:: SELECTED TEXT ::
** start **

Valuation of buyout offers has been central to the successes of such bids and what minority owners see as undervaluation has recently derailed similar attempts by majority owners to buy out smaller shareholders.

Minority owners stopped US firm Seaboard from a buyout of Unga Group even though the offer was supported by majority owners Victus limited owned by the Ndegwa family.

The US firm Seaboard made a futile attempt to buy 46.15 percent of Unga group and was frustrated by minority shareholders who felt the Sh40 per share offer was an undervaluation.

Minority shareholders refused to sell their stake in Express Kenya to the CEO and majority shareholder Hector Diniz when he sought to buy out 38.3 percent ordinary shares that were not held by his affiliated companies but ended up only getting 9.78 percent approved.

Former BOC Kenya chairman Ngugi Kiuna also bought more shares in the company after opposing its buyout by Carbacid Investments, taking his ownership closer to the 10 percent threshold that allows one to veto a resolution to delist a publicly traded firm.

BOC’s share price has risen to trade at Sh75, significantly above the joint buyout offer of Carbacid and investment firm Aksaya of Sh63.5 per share or a total of Sh1.2 billion.

** end **

:: DATA PROVIDED ::

** start **

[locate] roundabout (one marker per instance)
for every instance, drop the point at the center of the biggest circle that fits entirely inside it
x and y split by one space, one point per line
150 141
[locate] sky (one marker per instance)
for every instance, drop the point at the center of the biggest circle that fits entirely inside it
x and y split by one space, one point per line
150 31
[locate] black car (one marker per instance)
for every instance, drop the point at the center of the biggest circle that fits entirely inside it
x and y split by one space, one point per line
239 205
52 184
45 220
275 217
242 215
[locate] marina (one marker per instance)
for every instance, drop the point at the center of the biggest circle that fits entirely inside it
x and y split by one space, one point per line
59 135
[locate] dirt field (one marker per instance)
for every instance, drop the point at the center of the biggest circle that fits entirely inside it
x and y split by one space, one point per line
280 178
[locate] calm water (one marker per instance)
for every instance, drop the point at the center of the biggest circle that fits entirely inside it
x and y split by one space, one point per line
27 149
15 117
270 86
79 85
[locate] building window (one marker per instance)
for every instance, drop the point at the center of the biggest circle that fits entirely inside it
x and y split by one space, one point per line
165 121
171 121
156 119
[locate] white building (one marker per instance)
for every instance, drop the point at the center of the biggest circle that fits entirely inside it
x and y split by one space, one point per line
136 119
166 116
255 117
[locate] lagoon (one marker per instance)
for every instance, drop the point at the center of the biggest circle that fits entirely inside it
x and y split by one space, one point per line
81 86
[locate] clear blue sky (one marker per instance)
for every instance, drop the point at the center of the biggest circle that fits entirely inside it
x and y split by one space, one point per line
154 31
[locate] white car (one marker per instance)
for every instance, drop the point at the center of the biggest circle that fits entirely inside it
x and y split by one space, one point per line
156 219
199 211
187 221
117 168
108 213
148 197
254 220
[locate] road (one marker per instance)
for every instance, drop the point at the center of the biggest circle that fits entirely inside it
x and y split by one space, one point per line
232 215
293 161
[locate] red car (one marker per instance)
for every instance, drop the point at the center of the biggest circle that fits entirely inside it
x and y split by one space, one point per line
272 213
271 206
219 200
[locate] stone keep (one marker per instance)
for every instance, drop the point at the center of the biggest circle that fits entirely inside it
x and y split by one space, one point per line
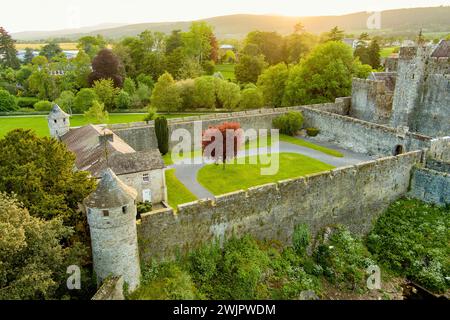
111 213
58 122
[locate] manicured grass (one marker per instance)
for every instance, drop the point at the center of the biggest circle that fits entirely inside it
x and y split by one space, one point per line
242 176
307 144
177 193
197 153
386 52
39 123
227 70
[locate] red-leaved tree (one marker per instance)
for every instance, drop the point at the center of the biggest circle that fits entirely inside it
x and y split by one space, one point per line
222 142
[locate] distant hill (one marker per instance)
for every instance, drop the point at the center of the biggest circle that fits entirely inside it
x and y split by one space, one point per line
430 19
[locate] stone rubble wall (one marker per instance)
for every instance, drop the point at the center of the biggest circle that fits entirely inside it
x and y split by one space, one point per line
353 196
354 134
111 289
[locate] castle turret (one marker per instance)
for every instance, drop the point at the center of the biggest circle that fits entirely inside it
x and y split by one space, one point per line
111 213
58 122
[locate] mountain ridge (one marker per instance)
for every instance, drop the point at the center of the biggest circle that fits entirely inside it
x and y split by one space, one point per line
409 20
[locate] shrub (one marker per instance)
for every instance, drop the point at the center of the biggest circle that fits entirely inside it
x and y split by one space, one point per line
289 123
7 101
412 238
251 98
43 105
312 132
66 100
144 207
123 100
162 134
343 258
151 114
300 238
26 102
84 100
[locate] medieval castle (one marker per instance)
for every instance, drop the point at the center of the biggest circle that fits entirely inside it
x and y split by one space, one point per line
401 118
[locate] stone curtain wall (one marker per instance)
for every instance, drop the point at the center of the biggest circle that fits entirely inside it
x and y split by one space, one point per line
356 135
371 101
111 289
431 186
361 136
353 196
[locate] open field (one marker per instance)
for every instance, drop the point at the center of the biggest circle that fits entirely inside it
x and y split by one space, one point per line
38 46
39 123
227 71
177 193
243 176
386 52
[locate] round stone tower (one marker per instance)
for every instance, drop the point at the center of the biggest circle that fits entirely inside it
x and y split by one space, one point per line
58 122
111 214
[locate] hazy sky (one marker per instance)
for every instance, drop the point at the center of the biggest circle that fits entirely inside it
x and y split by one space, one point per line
21 15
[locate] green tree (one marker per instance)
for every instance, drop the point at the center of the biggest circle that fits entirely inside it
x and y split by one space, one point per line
249 68
129 86
205 92
186 89
325 75
106 92
334 34
123 100
228 94
269 44
91 45
106 65
66 100
251 98
50 50
197 41
84 99
8 52
34 262
82 69
7 101
40 172
28 56
97 113
272 83
162 134
165 94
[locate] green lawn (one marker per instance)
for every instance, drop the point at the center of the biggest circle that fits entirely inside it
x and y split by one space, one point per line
242 176
386 52
227 71
197 153
177 193
39 123
310 145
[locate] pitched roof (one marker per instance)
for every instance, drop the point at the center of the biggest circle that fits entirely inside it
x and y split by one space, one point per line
389 78
110 192
97 148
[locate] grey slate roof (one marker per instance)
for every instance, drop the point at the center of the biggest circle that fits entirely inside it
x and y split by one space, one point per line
442 50
95 156
110 192
388 77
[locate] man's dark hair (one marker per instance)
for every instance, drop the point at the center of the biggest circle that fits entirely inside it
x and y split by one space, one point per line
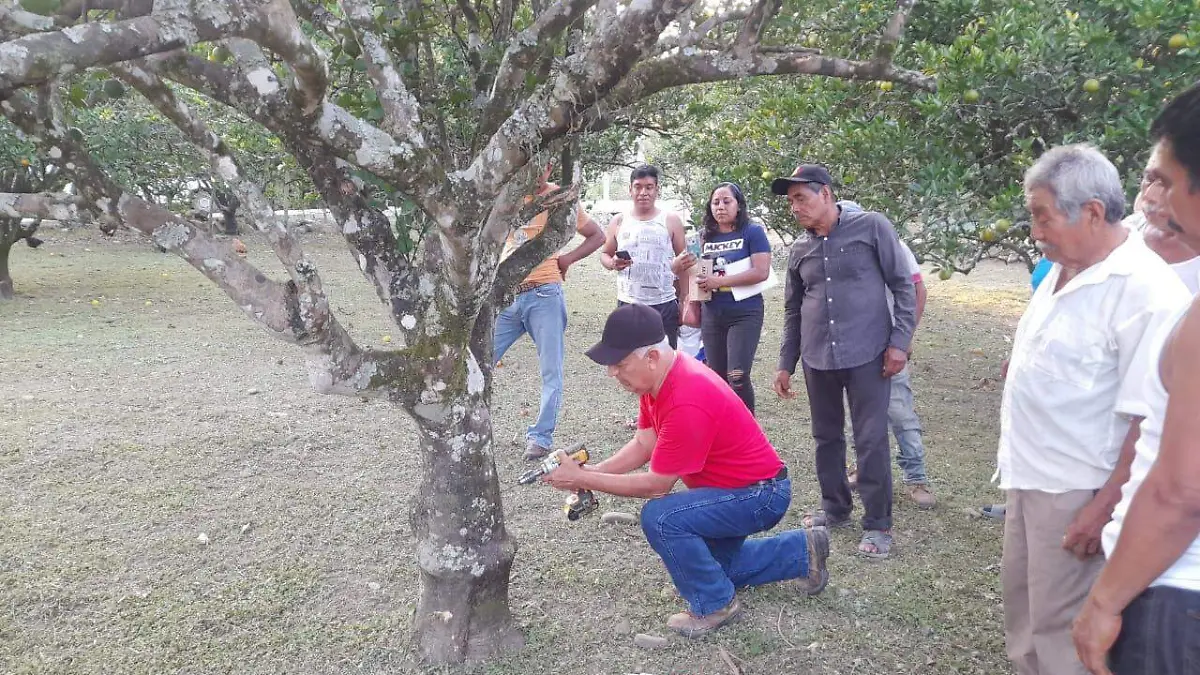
711 228
1179 124
645 171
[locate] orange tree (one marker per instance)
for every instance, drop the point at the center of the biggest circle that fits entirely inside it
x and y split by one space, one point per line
1014 78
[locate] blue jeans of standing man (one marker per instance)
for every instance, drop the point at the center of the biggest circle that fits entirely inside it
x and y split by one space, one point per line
1159 634
541 312
906 428
701 537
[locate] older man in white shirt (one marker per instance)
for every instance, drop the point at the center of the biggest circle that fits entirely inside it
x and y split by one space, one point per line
1065 443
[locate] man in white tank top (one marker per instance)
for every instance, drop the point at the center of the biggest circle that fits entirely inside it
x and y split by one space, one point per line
645 248
1143 615
1069 399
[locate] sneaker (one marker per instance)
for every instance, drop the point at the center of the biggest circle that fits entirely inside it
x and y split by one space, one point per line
535 452
921 494
819 554
691 626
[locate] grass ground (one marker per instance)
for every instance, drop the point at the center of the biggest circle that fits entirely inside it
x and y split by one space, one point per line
175 499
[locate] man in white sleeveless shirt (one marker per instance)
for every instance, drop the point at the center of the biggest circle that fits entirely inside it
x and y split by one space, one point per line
1068 406
649 240
1145 607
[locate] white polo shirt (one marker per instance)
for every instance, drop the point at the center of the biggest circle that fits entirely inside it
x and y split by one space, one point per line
1067 399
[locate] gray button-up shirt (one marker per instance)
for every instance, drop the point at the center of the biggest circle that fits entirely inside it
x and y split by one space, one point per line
835 310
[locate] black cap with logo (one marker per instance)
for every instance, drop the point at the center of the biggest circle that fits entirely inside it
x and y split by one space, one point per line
628 328
803 173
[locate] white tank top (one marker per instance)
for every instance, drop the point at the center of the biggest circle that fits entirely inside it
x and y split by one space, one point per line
1185 573
648 281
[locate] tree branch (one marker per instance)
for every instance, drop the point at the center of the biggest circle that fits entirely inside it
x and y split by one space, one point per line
295 311
891 37
43 55
693 36
15 21
587 78
225 165
756 23
522 53
282 35
401 111
49 205
678 70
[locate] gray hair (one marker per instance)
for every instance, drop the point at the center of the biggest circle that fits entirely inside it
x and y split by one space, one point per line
1077 174
660 347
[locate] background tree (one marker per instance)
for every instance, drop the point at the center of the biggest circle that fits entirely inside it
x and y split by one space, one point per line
439 113
27 177
1014 78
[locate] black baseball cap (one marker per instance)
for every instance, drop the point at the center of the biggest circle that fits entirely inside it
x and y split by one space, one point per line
628 328
803 173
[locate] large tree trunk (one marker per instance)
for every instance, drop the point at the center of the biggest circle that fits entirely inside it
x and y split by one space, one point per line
463 551
6 292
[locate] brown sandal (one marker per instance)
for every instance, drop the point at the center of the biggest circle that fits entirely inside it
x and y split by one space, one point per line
819 554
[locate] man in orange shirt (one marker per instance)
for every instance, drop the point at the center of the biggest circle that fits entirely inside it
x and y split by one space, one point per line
540 310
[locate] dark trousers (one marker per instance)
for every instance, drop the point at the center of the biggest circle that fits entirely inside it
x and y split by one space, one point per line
869 393
670 314
1159 634
731 335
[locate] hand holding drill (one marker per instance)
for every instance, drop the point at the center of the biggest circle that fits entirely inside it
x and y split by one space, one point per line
563 470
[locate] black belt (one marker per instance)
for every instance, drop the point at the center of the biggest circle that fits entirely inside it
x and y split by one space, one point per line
527 286
780 476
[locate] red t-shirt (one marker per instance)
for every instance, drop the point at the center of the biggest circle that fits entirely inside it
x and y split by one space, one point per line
707 436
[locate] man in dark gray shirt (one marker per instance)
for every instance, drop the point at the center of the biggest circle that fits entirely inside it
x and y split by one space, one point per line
837 323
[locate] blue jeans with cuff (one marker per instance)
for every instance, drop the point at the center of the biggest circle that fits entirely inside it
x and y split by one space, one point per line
701 535
906 428
541 312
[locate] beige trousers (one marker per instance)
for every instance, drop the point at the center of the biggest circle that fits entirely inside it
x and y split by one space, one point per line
1044 584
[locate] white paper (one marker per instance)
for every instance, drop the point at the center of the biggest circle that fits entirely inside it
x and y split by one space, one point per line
743 292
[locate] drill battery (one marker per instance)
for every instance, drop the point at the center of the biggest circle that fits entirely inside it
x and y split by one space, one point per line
580 503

** end **

:: TASKS TO PERFORM ::
[A] In the text on contested shareholder buyouts, what share price had Seaboard offered for Unga Group?
[B] Continue the text on contested shareholder buyouts from its final sentence.
The listing is separate material, unrelated to the text on contested shareholder buyouts.

:: ANSWERS FOR THIS EXERCISE ::
[A] Sh40 per share.

[B]
CVC Capital also faces a huge obstacle in that the listed tea grower’s shares hardly trade with only 9,700 shares- or 0.4 percent of the 2.4 million issued shares traded in the exchange in the period between January to June this year meaning its shareholders are not eager to sell their stakes.

But unlike these firms who had set sights on delisting, Limuru tea however says it has not set out any minimum threshold for the buyout and does not have any immediate plans to delist the tea grower.

“By making this offer, Ekaterra Tea Kenya plc is simply fulfilling its regulatory obligations under Kenyan law, rather than seeking to increase its stake in Limuru,” the firm said in an email.

“ekaterra Kenya will buy any shares that other minority shareholders who choose to sell their shares to ekaterra Kenya under the terms of the Offer but are not looking to reach any specific percentage stake,” the firm said.